--- Data section Enclosed Below ---

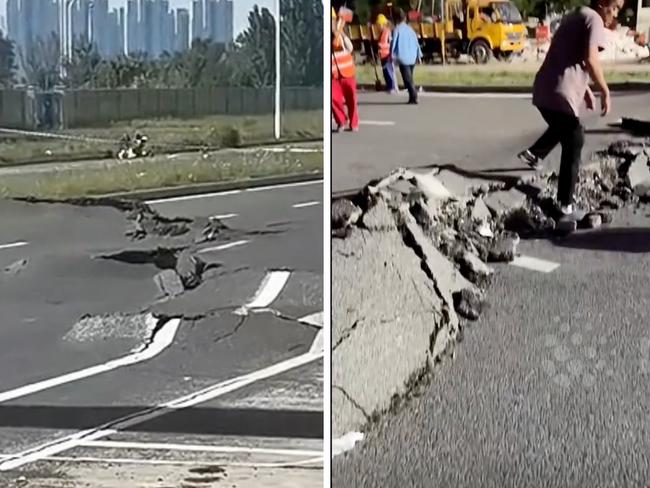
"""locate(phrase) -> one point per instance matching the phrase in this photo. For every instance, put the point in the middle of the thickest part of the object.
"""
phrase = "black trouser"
(566, 130)
(407, 77)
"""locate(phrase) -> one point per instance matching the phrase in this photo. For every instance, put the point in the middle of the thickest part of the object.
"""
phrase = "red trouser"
(344, 93)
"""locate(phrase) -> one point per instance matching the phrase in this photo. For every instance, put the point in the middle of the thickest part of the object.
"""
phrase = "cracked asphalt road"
(53, 277)
(443, 129)
(550, 386)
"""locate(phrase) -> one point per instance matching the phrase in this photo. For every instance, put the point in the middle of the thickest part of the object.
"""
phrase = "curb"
(106, 157)
(200, 188)
(614, 87)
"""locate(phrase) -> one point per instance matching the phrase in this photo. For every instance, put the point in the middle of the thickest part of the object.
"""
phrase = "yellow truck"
(482, 29)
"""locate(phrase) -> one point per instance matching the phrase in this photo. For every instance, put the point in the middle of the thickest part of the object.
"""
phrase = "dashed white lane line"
(271, 287)
(224, 216)
(13, 245)
(186, 198)
(305, 204)
(315, 319)
(223, 247)
(158, 446)
(345, 442)
(174, 462)
(380, 123)
(57, 446)
(535, 264)
(161, 341)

--- End of Enclosed Data section ---

» Task directions:
Transcribe all of the listing precisely. The images stay out of it.

» Exercise response:
"""locate(phrase) -> one point per instance matching the phrase in this photo. For every instance, put the point in the middle of the thickest part of the object.
"""
phrase = "black trouser"
(566, 130)
(407, 77)
"""locate(phrase) -> one point per instance matching the phrase in this photo. For every instance, put the point in the middle of the thickest part of the object.
"""
phrase = "red trouser"
(344, 93)
"""locate(phrase) -> one point per instance matching the phrase in this photo. For every instance, put the point in the middle of the thickest part of the object.
"""
phrase = "cracked asphalt road"
(53, 277)
(443, 129)
(550, 386)
"""locate(phrase) -> one point per instance matching the phrase in this photo. For every instance, put the point in the middle of the thickest part of the object.
"""
phrase = "curb"
(106, 157)
(200, 188)
(614, 87)
"""locate(phrase) -> one point per instance matching the phrase in this photo. For every instance, put the point in the middle of the thickest part of the object.
"""
phrase = "yellow truck"
(482, 29)
"""locate(phrase) -> one point per instance matching the phrase in this photo. For every instance, put the point in the middle of the thickest part of the object.
"""
phrase = "dashed white lane line"
(271, 287)
(224, 216)
(13, 245)
(186, 198)
(305, 204)
(315, 319)
(223, 247)
(158, 446)
(345, 442)
(174, 462)
(380, 123)
(57, 446)
(535, 264)
(161, 341)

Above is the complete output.